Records
----------------------------------------

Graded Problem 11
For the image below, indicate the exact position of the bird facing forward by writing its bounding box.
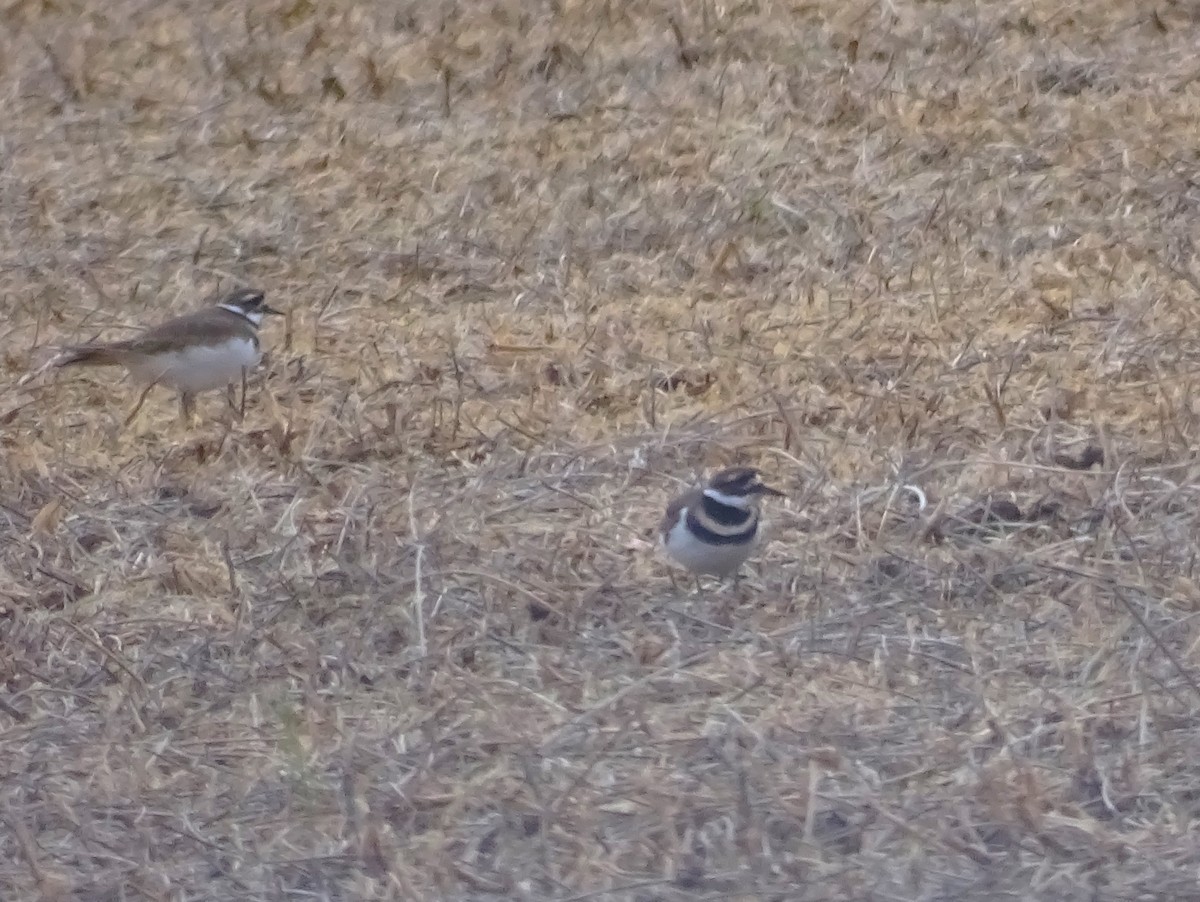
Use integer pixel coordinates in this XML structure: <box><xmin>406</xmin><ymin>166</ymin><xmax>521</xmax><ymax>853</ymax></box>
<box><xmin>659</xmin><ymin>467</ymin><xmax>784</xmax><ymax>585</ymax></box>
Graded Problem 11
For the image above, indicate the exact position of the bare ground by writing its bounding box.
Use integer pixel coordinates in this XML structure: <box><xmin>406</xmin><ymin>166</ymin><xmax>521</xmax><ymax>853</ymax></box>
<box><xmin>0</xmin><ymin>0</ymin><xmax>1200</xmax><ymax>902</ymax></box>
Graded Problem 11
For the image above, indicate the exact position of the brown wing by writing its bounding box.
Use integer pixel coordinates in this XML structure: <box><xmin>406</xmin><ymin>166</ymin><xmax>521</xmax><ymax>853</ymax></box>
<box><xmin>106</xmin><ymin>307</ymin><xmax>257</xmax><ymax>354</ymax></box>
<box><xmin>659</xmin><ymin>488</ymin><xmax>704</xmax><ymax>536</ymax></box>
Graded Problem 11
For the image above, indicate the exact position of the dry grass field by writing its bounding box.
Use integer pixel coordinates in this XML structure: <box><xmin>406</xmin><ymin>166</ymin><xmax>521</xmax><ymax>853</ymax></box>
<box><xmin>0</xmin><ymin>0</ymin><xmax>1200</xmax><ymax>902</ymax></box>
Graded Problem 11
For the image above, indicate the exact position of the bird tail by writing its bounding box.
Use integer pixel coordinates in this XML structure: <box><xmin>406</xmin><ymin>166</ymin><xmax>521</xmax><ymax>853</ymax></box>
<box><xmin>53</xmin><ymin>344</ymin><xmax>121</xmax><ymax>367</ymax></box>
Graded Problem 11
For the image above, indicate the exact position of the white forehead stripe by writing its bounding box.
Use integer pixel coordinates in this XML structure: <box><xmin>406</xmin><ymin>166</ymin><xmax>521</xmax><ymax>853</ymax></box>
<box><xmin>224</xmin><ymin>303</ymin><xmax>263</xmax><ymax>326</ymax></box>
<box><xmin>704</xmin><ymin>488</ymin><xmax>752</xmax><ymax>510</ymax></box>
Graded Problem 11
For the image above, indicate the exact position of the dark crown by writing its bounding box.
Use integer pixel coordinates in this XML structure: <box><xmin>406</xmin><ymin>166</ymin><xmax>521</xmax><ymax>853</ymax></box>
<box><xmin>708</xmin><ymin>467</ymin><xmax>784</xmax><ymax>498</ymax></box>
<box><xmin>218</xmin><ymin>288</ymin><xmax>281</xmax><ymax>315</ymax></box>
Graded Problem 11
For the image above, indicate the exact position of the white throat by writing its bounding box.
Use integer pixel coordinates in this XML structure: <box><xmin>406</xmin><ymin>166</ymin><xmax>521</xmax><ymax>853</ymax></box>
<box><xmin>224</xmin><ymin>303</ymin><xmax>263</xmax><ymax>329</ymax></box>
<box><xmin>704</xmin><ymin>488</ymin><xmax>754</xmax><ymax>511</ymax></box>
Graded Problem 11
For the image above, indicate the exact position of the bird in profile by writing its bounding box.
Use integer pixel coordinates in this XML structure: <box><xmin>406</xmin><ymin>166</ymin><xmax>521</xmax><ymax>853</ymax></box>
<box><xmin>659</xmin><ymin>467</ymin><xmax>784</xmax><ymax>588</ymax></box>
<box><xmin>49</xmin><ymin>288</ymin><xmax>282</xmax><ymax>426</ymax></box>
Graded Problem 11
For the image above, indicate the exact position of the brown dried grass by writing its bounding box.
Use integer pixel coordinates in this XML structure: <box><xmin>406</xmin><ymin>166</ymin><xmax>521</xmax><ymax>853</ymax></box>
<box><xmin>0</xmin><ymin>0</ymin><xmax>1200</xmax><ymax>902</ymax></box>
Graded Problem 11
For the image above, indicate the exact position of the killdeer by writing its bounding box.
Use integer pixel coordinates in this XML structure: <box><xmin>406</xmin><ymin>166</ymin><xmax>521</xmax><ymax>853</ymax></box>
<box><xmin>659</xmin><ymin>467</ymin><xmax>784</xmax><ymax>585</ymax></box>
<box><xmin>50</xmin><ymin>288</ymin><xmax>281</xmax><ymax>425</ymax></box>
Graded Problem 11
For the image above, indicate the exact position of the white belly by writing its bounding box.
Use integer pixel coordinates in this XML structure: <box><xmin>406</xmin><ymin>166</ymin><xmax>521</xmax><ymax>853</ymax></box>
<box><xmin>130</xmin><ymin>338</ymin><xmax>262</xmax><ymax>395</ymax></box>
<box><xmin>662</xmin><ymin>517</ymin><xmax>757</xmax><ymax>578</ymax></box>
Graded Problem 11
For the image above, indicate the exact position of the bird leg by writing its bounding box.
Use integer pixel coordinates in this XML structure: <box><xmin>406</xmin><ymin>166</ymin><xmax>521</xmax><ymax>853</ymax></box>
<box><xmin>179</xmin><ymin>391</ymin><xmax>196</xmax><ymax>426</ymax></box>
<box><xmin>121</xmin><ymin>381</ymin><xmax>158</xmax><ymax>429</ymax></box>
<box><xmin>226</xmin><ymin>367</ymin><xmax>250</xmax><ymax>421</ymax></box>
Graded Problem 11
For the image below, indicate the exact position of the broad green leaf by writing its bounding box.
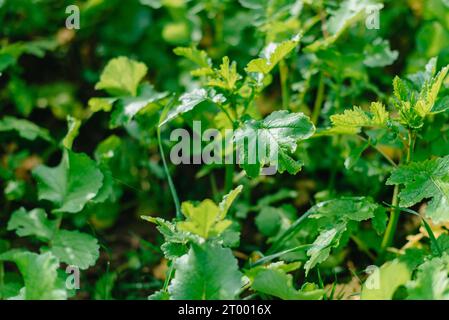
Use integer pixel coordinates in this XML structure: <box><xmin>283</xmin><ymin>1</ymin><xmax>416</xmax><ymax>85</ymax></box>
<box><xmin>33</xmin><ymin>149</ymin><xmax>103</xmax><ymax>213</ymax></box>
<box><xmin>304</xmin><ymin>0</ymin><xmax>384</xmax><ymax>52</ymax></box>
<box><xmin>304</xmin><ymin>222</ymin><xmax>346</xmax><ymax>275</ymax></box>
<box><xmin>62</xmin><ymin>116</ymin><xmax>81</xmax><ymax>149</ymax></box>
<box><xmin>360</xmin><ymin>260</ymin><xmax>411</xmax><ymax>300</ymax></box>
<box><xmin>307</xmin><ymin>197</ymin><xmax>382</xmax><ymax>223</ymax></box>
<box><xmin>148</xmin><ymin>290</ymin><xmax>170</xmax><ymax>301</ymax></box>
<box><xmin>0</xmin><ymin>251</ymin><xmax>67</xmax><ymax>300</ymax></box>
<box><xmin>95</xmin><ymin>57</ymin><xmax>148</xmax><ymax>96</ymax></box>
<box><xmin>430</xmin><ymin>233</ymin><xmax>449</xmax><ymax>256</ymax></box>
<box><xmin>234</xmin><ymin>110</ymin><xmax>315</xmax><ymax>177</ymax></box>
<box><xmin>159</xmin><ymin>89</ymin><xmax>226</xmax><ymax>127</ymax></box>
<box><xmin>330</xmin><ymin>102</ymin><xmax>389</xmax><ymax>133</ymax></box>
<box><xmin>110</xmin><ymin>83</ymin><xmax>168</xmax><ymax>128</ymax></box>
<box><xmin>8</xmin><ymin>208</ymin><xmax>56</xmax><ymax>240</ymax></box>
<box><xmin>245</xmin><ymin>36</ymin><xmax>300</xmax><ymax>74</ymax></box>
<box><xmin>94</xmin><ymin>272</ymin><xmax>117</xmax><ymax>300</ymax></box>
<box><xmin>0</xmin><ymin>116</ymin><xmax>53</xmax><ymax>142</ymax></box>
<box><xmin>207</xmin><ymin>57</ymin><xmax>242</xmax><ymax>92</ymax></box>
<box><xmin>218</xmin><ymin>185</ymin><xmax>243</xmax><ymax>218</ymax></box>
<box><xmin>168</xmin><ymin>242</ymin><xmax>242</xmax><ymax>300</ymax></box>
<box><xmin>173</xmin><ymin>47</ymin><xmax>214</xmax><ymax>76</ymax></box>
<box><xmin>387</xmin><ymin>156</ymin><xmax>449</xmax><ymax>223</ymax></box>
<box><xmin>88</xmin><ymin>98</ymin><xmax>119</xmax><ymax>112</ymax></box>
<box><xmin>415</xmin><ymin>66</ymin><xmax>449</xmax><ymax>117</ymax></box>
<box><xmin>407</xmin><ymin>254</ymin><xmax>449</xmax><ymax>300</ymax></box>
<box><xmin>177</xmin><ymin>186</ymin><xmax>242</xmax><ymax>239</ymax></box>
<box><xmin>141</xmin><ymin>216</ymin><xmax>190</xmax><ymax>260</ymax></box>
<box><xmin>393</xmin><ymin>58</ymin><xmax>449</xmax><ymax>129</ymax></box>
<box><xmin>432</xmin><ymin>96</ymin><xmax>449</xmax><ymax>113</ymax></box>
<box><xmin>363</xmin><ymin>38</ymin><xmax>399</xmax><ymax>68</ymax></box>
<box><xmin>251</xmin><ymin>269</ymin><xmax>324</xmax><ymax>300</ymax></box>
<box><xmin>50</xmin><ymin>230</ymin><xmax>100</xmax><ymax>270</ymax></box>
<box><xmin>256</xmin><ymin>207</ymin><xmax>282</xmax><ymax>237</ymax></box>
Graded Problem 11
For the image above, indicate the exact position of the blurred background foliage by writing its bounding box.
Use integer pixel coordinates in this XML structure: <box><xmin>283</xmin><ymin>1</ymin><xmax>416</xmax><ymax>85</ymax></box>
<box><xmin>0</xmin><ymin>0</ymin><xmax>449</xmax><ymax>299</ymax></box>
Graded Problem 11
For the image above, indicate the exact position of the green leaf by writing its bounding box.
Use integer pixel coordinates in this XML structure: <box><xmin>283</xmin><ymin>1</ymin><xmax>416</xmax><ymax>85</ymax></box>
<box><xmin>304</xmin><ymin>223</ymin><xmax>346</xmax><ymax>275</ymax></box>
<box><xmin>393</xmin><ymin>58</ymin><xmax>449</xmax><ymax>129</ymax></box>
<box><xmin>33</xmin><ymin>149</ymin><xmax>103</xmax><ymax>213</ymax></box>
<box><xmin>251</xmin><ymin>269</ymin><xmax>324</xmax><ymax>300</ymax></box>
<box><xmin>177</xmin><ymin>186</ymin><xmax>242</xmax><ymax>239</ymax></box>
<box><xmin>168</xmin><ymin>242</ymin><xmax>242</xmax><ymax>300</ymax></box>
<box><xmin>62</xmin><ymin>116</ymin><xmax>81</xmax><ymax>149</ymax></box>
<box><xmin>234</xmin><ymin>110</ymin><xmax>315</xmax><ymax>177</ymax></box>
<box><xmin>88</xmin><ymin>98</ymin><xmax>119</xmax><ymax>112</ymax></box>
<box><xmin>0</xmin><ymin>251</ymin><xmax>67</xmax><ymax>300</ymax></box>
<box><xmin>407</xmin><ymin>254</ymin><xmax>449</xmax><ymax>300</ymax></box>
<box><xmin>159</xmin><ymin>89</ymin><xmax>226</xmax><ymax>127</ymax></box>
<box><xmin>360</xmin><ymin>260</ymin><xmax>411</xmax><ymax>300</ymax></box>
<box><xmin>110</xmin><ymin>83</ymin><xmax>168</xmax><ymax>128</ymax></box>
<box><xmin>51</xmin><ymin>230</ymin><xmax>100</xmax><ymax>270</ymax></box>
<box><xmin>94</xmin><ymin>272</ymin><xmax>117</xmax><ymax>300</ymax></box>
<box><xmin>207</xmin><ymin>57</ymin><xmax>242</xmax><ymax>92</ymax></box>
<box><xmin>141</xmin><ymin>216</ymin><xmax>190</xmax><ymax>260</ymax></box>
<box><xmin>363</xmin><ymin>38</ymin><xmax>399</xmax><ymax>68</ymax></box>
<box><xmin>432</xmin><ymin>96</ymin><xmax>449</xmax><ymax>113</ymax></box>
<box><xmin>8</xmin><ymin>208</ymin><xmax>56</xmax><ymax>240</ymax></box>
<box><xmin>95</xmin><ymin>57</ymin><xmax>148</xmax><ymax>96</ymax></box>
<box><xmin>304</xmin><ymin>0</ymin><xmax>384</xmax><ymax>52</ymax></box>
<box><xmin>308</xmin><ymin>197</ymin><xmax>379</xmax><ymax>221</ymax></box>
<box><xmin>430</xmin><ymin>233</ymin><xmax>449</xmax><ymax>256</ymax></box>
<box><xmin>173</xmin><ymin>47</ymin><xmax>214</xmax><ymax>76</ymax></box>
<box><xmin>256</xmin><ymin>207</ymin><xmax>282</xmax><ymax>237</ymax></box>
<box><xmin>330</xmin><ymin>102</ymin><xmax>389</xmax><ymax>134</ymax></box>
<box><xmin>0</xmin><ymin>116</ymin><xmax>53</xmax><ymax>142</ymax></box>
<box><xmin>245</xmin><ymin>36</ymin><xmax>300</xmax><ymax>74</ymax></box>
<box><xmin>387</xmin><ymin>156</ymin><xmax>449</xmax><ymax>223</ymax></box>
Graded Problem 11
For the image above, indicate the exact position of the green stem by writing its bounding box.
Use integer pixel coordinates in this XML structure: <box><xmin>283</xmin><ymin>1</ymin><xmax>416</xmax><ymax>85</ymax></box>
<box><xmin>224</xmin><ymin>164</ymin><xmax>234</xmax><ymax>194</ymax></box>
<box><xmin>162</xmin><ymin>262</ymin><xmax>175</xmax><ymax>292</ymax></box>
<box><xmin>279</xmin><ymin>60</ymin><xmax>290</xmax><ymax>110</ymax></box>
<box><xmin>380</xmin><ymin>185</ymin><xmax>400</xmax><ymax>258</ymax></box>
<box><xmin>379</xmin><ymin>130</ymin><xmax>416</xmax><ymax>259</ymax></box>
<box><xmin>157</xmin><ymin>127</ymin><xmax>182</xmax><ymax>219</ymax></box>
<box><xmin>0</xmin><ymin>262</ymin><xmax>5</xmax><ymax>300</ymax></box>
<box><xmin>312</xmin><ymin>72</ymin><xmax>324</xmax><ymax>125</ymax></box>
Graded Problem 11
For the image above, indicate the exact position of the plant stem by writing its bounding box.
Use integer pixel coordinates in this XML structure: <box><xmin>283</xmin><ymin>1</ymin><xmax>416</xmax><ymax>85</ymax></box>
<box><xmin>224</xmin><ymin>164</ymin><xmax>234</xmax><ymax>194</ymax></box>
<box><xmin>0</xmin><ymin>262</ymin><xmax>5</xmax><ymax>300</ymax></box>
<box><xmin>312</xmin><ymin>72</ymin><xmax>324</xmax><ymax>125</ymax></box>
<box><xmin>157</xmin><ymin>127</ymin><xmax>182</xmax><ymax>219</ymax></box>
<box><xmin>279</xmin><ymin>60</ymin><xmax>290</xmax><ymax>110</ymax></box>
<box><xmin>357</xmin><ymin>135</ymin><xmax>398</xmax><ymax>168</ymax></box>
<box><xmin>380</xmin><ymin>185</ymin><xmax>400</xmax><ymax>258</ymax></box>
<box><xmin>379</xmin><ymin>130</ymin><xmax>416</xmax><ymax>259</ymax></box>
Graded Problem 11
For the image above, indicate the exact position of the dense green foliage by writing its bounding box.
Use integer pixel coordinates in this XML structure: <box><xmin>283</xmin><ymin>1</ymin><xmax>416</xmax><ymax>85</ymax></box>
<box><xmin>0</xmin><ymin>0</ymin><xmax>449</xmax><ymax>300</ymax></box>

----------------------------------------

▶ Stated goal:
Count the lines of the records above that contain the string "brown", and give only that number.

▶ The reply:
2